Stored data entries:

==*==

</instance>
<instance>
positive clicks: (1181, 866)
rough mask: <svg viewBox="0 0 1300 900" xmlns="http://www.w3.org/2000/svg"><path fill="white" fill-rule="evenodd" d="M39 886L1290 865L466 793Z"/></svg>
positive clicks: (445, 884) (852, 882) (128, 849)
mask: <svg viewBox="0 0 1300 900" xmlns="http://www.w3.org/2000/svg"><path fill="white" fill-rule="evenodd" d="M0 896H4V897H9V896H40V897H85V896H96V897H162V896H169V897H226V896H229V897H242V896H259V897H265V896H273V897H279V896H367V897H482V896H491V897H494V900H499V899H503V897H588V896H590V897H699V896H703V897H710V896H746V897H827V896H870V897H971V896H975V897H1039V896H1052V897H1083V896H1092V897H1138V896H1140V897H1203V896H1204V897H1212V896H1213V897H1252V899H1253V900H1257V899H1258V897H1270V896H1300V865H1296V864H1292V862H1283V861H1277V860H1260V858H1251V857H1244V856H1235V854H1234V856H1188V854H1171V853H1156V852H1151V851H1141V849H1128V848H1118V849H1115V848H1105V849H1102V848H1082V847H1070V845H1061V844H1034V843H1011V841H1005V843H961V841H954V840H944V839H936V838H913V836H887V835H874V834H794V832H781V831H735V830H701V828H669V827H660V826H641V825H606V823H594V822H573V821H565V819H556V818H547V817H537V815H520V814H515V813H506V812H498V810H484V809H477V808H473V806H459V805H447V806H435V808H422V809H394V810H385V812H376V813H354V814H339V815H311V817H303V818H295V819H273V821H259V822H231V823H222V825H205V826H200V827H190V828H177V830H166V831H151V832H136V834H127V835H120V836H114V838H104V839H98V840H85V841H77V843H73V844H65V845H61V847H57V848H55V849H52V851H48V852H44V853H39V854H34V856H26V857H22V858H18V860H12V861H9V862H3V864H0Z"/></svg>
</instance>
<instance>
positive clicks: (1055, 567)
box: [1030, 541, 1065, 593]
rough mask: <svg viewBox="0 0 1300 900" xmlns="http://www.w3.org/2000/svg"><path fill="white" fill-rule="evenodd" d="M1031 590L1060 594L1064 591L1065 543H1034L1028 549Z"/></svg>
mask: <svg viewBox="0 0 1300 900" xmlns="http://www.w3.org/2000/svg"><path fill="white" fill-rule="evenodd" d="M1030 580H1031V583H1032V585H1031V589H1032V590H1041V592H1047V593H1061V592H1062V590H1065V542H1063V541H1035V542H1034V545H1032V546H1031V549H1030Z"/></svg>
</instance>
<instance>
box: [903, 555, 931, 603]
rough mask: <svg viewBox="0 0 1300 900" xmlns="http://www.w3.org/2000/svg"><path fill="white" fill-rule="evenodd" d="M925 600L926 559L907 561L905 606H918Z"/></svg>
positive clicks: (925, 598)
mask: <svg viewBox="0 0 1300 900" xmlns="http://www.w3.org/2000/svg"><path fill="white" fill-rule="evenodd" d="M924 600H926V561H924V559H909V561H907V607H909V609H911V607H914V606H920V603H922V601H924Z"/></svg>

==*==

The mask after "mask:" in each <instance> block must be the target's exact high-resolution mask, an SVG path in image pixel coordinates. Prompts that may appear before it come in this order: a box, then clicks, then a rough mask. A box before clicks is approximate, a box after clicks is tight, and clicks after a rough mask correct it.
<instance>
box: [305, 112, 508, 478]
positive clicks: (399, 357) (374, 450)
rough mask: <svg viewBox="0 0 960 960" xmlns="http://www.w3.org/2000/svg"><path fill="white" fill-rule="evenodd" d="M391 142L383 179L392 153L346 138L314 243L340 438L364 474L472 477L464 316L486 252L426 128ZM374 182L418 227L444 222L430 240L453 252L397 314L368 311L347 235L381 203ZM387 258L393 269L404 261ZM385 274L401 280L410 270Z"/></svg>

==*==

### Assignment
Look above for the line with "The mask after" and the line with "positive clicks: (399, 357) (374, 450)". Retype those two lines and every line between them exactly, adding nothing.

### Solution below
The mask after "mask:" in each <instance> block must be the target's exact high-resolution mask, an SVG path in image pixel coordinates. Prompts that may appear before it come in this order: a box, then clicks, then a rough mask. A box before clicks is approximate, a box after clicks is tight, and clicks after a rough mask correct it.
<instance>
box: [305, 112, 508, 478]
positive clicks: (399, 357) (374, 450)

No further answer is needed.